> _What the exercise asks_
Show all lines from the data that include the word "above".

Top of Input

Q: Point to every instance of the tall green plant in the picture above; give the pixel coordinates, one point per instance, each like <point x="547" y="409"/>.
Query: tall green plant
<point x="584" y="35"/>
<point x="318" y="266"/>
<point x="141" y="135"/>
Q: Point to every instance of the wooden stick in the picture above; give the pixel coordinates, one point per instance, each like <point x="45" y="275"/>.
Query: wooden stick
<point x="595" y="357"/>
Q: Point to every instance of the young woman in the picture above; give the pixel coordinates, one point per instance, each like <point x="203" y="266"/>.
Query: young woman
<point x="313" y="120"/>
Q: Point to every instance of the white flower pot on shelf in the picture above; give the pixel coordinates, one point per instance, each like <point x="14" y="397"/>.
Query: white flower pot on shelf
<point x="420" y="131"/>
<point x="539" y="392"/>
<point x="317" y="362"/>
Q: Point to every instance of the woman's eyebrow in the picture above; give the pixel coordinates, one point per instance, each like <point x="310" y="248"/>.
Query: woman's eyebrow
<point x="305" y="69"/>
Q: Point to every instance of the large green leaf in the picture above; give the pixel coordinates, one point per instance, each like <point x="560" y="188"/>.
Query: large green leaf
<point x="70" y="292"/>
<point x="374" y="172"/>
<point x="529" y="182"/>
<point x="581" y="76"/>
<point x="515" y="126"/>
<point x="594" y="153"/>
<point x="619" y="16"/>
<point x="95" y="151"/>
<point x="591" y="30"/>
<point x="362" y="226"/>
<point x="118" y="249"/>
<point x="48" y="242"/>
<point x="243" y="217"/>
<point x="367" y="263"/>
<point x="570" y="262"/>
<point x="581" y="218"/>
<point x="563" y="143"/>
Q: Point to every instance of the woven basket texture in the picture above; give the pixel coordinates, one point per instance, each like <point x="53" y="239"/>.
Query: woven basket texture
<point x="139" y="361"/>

Bottom of Input

> _Output for this exercise_
Q: Point to every instance of the tall green plant in the picture above; give the pixel coordinates, one point per instance, each like <point x="547" y="409"/>.
Q: Point to every instance of the wooden stick in the picture above; give the pixel coordinates, one point per instance, each like <point x="45" y="275"/>.
Q: Point to every instance of the young woman in the picture above; give the pixel coordinates, one point per instance, each like <point x="203" y="266"/>.
Q: Point to every instance of the white flower pot on shelf in the picture above; give the pixel coordinates, one point per instance, each like <point x="14" y="397"/>.
Q: Point to every instance of the woman's eyebrow in the picture above; give the pixel coordinates, one point per instance, each like <point x="310" y="248"/>.
Q: Point to every instance of the large green leaf in the picture above; give the pixel coordinates, one point per instance, each like <point x="560" y="188"/>.
Q: Point to every instance of the woven basket texture in the picture above; give the pixel coordinates, one point per instance, each like <point x="53" y="239"/>.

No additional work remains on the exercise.